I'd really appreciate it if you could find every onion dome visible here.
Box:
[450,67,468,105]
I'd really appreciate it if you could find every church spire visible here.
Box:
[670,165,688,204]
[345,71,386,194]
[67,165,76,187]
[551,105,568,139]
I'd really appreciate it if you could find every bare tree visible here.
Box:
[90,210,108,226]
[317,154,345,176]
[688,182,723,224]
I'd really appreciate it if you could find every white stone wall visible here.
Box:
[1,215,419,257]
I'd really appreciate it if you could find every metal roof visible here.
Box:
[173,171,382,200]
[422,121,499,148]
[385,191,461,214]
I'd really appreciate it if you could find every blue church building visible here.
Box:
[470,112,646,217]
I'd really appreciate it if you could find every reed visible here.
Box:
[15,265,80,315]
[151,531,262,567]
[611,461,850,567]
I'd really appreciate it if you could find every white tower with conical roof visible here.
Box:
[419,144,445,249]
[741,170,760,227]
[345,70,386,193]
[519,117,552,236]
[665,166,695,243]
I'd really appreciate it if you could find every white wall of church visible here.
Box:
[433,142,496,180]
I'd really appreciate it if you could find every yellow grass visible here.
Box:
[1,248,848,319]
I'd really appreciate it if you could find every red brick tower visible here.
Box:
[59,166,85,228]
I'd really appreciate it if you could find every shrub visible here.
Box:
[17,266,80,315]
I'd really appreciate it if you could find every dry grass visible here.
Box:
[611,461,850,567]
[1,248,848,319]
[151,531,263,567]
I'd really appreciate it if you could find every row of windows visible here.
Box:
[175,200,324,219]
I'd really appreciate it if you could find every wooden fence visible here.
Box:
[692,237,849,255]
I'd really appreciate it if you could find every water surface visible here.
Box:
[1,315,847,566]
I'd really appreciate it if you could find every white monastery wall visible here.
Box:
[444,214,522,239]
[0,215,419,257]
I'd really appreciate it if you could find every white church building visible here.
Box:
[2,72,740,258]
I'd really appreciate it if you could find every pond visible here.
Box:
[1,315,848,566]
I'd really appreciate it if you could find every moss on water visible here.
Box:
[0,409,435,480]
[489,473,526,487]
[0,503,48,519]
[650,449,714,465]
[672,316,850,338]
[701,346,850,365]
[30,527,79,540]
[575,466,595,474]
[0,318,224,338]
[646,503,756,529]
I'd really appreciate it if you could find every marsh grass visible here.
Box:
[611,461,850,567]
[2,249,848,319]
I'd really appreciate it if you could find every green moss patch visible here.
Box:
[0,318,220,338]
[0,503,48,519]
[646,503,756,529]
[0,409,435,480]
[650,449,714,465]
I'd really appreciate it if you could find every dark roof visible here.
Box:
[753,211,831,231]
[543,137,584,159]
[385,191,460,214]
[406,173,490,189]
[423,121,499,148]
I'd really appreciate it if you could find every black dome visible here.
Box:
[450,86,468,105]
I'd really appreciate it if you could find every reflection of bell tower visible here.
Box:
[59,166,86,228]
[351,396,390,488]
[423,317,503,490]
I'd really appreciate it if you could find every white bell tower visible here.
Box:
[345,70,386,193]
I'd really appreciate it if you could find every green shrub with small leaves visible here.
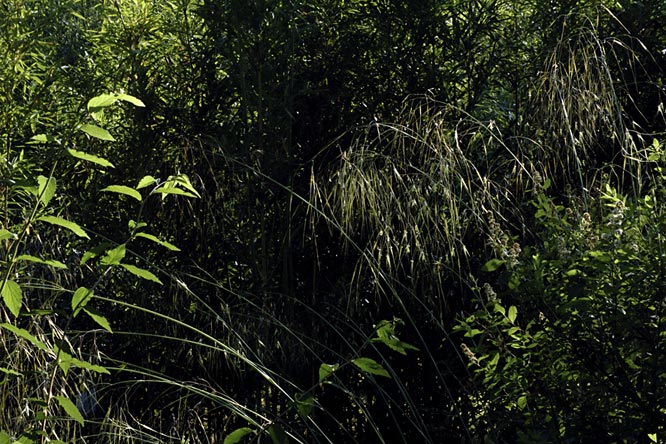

+ + + + + + +

Lines holding "green": copy each one from the records above.

Response:
I'd really appreciate it if you could find every green moss patch visible here.
I'd really appreciate it if you could find every green shrub with small leaves visible here.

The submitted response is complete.